___ ENTRIES PROVIDED

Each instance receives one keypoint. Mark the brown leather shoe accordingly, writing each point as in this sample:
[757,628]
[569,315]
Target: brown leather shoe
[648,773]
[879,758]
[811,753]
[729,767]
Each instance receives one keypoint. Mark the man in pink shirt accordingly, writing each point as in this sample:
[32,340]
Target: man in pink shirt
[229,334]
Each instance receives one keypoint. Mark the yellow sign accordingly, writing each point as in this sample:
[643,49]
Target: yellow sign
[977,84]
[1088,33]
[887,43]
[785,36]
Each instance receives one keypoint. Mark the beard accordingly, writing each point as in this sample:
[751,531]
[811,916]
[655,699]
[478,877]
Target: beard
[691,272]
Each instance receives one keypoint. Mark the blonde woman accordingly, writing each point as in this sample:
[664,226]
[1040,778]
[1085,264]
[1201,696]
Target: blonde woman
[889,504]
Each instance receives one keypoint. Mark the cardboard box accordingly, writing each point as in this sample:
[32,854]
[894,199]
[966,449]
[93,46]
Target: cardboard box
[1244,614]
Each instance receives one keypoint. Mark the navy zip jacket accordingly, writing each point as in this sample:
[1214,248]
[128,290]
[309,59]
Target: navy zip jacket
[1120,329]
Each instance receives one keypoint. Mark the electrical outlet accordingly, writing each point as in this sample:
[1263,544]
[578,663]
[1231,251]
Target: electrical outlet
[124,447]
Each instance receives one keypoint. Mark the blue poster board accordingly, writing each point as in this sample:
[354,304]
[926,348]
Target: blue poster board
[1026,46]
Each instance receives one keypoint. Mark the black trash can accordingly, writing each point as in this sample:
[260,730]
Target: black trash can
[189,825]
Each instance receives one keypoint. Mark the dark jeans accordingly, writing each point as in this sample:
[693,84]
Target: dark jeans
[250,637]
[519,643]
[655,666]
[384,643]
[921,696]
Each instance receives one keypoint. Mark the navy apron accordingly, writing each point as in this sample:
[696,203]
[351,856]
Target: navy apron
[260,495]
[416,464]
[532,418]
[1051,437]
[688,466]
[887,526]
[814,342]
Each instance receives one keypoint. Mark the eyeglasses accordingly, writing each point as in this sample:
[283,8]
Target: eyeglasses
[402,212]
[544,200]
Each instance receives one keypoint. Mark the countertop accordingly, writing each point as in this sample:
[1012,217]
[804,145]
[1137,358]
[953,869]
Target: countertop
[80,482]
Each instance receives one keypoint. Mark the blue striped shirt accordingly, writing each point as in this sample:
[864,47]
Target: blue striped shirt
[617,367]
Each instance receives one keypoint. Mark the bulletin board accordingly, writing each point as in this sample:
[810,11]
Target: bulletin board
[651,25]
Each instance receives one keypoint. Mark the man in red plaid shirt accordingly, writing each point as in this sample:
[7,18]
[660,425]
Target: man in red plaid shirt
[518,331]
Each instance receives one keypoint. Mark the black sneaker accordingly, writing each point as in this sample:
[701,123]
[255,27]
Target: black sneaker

______

#### [WORK TO BE COMPLETED]
Repeat exactly the lines above, starting with the line that contains "Each instance receives one keypoint. Mark the countertop" and ending with the last line, both included, and nothing else.

#### [OUTPUT]
Each instance receives one keypoint. Mark the countertop accordingly, writing each point as in this sample:
[1012,217]
[804,145]
[1137,358]
[953,869]
Target: countertop
[80,482]
Each instance receives one keypoint. Mark the blue striped shirt accordingly, writing each point as in this sample:
[864,47]
Target: blue striped shirt
[617,367]
Each instance receives one keypoint. Mark the bulletin board accordingly, writing each point as in this sample:
[810,11]
Target: bulletin board
[651,25]
Each instance receives one keypoint. Mark the man in red plaid shirt accordingly, writing each point as in this sample:
[7,18]
[660,425]
Target: man in red plaid shirt
[518,331]
Each instance receives one keypoint. Mark the black sneaker accordingly, writing each point as in this sample:
[701,123]
[255,27]
Target: black sneaker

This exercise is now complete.